RECORDS:
==============================

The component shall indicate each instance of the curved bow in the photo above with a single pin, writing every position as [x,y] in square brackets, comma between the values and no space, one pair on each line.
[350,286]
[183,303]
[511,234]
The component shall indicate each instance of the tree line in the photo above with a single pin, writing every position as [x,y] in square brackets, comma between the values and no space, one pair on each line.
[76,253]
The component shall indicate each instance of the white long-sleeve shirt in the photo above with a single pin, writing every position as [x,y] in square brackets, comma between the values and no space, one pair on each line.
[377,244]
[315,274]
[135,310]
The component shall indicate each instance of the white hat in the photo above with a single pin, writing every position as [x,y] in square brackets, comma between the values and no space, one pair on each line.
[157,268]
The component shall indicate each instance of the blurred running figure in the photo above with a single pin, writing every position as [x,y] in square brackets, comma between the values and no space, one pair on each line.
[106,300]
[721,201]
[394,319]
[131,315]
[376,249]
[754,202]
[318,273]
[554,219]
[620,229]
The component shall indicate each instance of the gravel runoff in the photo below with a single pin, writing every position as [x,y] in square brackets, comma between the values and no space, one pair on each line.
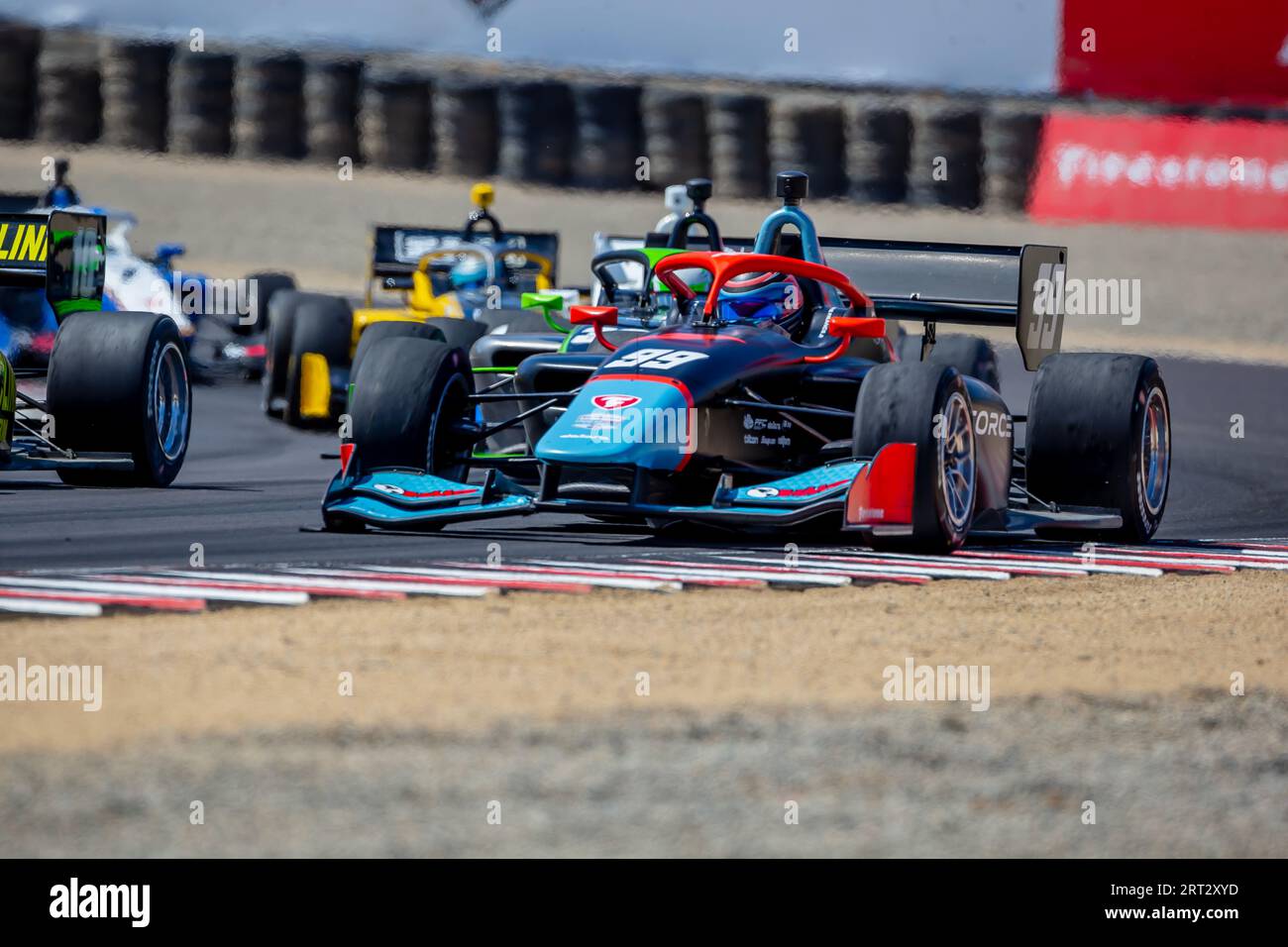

==============================

THE REQUEST:
Quote all the records verbatim, dropping any pictures from your copy.

FINISHED ANSWER:
The component shall indicate each instance of the curved bow in the photo above with a single pin, writing every position as [x,y] in square brackets, comma between the values and no space, one pair on each line.
[350,286]
[183,303]
[511,234]
The component shall indicate each instance of the tree line in the photo above with a single pin, writing every position as [x,y] in square brackets, comma between the values and no space, one pair on each line.
[76,253]
The component shall indicate each instance of the white long-sleeve shirt in the photo above with a single pin, writing every position as [x,y] in square brackets, comma between the values and no space, one pair on each line.
[377,244]
[315,274]
[135,310]
The component shall indicate each instance of the white hat in the photo above with a single pin, writing every position as [x,y] in square brackets, comma between the values and no space, one pair on each line.
[157,268]
The component shall indicate each instance of the blurred running figure in the photo above with a single pin, writing every position as [x,y] in square brackets, comma between the values and no space, one pair on each line.
[106,300]
[721,201]
[394,319]
[131,315]
[376,249]
[754,202]
[318,273]
[554,219]
[620,229]
The component shall indicate each instance of the gravel runoff in the photo below with a single pin, writing every position as [x,y] in square brackets, comma between the values and no space, one pair on each line.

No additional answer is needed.